--- Exercise directions ---
Take the data below. Output it exactly from its first line through the line containing "Each instance of the green overall".

################

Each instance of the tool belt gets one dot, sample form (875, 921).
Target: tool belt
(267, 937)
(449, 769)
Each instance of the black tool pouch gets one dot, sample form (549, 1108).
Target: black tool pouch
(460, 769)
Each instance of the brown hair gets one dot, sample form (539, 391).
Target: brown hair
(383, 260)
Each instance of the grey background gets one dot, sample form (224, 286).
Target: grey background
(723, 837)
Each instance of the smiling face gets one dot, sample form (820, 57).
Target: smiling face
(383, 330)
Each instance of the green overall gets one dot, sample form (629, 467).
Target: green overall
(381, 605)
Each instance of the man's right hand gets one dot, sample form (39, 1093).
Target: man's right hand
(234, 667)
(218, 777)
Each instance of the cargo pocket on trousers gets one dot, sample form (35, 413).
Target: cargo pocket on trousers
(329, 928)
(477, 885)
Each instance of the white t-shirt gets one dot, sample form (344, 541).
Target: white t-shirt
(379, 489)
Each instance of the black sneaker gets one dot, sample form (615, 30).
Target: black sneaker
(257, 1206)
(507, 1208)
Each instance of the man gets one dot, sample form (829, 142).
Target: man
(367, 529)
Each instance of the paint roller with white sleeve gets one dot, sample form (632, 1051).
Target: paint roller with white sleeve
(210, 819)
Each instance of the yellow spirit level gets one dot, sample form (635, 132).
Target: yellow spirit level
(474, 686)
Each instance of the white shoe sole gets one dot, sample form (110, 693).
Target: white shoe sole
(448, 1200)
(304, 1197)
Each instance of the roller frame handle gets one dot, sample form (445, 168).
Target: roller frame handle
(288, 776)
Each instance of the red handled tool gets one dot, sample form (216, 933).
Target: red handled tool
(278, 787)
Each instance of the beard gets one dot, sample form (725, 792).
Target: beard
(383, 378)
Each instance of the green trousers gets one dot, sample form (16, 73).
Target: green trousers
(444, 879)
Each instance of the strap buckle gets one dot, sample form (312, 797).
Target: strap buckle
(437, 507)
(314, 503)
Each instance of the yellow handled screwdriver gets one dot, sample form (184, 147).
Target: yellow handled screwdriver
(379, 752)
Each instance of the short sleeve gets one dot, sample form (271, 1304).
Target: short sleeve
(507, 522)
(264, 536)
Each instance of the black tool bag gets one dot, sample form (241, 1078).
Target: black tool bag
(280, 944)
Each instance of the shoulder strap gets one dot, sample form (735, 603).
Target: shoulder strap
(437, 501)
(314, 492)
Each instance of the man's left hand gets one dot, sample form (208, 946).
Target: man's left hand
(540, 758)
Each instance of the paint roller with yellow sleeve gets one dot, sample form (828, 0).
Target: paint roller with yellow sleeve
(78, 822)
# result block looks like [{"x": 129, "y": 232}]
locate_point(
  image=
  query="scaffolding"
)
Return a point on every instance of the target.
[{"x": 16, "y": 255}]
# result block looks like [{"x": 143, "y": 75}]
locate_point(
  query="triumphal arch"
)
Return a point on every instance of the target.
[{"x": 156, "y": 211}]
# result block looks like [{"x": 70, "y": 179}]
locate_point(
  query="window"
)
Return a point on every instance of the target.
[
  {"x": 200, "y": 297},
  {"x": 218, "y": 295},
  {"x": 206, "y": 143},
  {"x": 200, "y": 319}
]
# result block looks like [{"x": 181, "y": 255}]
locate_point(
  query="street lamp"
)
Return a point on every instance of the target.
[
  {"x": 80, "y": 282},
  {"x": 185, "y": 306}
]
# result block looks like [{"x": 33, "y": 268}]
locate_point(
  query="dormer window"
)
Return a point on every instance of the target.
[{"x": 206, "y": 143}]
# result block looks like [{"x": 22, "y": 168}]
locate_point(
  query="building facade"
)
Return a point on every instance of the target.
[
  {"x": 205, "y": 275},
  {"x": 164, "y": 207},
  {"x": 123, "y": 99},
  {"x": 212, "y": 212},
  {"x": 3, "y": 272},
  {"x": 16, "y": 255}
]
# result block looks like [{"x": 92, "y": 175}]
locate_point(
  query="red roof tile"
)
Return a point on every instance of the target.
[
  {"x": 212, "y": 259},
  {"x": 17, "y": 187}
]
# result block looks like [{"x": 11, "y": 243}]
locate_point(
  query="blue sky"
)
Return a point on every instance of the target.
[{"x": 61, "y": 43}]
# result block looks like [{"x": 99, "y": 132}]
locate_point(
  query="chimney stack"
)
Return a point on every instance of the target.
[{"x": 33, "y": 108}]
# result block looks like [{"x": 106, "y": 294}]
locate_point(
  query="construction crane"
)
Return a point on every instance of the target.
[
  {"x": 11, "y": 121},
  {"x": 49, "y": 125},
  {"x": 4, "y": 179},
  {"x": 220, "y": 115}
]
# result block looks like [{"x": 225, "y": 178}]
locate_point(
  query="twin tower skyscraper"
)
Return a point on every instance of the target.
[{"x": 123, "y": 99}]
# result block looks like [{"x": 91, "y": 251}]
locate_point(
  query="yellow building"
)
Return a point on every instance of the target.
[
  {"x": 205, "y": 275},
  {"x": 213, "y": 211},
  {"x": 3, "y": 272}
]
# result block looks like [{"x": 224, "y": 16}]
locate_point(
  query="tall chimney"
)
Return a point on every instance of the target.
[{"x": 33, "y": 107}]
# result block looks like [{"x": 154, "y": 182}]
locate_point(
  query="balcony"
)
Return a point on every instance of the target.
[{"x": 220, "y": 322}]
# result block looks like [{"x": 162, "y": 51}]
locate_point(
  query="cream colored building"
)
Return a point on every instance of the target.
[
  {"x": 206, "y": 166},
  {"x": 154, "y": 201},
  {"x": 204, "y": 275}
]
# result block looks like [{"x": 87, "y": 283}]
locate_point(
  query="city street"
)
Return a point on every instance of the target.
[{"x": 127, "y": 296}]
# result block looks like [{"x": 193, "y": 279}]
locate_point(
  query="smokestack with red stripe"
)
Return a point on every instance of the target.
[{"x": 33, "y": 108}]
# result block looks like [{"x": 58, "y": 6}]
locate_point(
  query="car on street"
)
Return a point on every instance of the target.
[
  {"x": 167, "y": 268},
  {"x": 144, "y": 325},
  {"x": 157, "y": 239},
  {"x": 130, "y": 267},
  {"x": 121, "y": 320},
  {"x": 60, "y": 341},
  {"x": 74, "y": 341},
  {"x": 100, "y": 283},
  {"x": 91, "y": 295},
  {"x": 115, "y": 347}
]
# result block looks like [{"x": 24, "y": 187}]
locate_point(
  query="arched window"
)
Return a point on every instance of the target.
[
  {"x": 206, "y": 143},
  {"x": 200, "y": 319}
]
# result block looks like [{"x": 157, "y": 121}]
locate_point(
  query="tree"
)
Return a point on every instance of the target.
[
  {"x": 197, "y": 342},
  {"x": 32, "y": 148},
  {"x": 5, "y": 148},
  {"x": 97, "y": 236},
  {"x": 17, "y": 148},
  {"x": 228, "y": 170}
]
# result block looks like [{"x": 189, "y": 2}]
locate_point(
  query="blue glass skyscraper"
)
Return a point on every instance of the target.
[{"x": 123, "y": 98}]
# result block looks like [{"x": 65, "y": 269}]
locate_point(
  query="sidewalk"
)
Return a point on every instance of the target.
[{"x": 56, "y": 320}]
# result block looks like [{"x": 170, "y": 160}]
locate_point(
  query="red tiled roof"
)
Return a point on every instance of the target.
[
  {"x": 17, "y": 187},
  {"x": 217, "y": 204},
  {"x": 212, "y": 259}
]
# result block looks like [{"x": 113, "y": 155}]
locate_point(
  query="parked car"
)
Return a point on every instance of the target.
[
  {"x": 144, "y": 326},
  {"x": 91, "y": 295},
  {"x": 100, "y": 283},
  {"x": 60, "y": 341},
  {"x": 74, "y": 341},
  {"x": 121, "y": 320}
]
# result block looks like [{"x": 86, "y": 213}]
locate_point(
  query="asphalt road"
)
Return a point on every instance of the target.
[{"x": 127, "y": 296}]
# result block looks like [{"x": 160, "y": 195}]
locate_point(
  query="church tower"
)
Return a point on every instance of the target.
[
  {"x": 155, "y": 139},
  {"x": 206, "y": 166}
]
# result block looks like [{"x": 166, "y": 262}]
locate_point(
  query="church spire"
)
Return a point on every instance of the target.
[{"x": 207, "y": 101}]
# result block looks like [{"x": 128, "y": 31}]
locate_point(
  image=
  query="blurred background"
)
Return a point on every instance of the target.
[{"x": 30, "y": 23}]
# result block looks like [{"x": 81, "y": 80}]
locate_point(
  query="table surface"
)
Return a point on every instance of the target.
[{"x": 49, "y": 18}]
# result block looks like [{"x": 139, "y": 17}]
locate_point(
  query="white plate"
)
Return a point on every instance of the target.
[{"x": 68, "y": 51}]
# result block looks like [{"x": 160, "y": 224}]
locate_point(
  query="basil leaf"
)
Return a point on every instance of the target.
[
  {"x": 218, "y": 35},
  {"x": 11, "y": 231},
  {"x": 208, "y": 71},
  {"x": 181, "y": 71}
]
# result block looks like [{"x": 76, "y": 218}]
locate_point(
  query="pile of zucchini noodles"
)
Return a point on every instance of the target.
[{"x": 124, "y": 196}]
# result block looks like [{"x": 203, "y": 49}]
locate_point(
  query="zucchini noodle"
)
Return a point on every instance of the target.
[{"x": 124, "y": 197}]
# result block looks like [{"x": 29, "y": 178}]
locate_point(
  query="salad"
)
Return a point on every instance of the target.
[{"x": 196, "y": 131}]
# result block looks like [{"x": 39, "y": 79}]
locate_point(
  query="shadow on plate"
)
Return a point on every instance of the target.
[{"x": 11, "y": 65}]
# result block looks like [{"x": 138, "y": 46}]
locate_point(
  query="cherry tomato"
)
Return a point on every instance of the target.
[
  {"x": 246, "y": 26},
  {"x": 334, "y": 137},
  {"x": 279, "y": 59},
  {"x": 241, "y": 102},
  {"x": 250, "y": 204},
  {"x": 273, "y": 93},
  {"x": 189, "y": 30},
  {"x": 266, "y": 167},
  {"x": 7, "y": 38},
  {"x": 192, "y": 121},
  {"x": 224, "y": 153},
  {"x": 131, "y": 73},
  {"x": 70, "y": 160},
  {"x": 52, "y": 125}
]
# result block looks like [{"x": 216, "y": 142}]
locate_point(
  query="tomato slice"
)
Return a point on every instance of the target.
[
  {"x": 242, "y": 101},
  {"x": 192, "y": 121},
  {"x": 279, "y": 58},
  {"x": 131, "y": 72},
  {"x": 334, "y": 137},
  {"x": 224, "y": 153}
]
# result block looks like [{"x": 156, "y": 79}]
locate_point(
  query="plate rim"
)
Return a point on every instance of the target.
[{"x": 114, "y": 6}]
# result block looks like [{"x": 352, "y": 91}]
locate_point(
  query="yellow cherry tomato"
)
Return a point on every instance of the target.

################

--- Response to the exercise ---
Each instance of the tool belt gets one dot, sample form (875, 921).
Target: tool belt
(267, 937)
(449, 769)
Each instance of the black tool pouch gets one dot, sample form (549, 1108).
Target: black tool pouch
(460, 769)
Each instance of the brown hair gets one dot, sample form (539, 391).
Target: brown hair
(383, 260)
Each instance of the grey background gets one dot, sample form (224, 286).
Target: grey background
(723, 837)
Each instance of the smiling face gets one dot, sample form (820, 57).
Target: smiling face
(383, 330)
Each instance of the green overall gets one dot, sample form (629, 467).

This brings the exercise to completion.